::: GIVEN TEXT

The Biblical Hebrew term qěnēh bośem, literally "aromatic reed" (qěnēh- "reed", bośem- "aromatic"), probably refers to cannabis according to some etymologists, but is more commonly thought to be lemon grass, calamus, or even sweet cane, due to widespread translation issues. The Hebrew Bible mentions it in Exodus 30:23-24 where God commands Moses to make a holy oil of myrrh, cinnamon, qěnēh bośem and cassia to anoint the Ark of the Covenant and the Tabernacle (and thus God's Temple in Jerusalem). Notably, this anointing oil is a special herbal formula that functions as a kind of polish and fragrance for the Ark and Tabernacle, and the Bible forbids its manufacture and use to anoint people (Exodus 30:31–33) with the exception of the Aaronic priesthood (Exodus 30:30).

::::::

● TO DO
1) According to the passage on the aromatic reed, what four ingredients does God command Moses to use in the holy oil?
2) Please print the passage on the aromatic reed starting with "The Biblical Hebrew" and going on through "priesthood (Exodus 30:30).".

::: DATASET EXCERPTS

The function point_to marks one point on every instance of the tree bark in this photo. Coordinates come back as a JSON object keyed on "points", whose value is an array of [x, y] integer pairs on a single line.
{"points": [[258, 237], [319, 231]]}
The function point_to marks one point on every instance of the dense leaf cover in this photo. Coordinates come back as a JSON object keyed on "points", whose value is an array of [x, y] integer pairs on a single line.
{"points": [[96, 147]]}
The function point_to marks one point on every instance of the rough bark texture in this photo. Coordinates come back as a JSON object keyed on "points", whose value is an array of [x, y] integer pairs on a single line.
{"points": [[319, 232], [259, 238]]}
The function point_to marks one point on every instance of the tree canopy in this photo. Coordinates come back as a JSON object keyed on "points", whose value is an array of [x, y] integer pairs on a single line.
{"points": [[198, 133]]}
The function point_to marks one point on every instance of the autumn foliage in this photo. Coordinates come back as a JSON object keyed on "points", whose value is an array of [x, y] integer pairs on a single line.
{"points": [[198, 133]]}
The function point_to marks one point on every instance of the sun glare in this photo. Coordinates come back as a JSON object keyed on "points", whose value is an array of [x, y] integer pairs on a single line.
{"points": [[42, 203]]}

::::::

● TASK-BY-TASK SOLUTIONS
1) Myrrh, cinnamon, qěnēh bośem and cassia.

2)
The Biblical Hebrew term qěnēh bośem, literally "aromatic reed" (qěnēh- "reed", bośem- "aromatic"), probably refers to cannabis according to some etymologists, but is more commonly thought to be lemon grass, calamus, or even sweet cane, due to widespread translation issues. The Hebrew Bible mentions it in Exodus 30:23-24 where God commands Moses to make a holy oil of myrrh, cinnamon, qěnēh bośem and cassia to anoint the Ark of the Covenant and the Tabernacle (and thus God's Temple in Jerusalem). Notably, this anointing oil is a special herbal formula that functions as a kind of polish and fragrance for the Ark and Tabernacle, and the Bible forbids its manufacture and use to anoint people (Exodus 30:31–33) with the exception of the Aaronic priesthood (Exodus 30:30).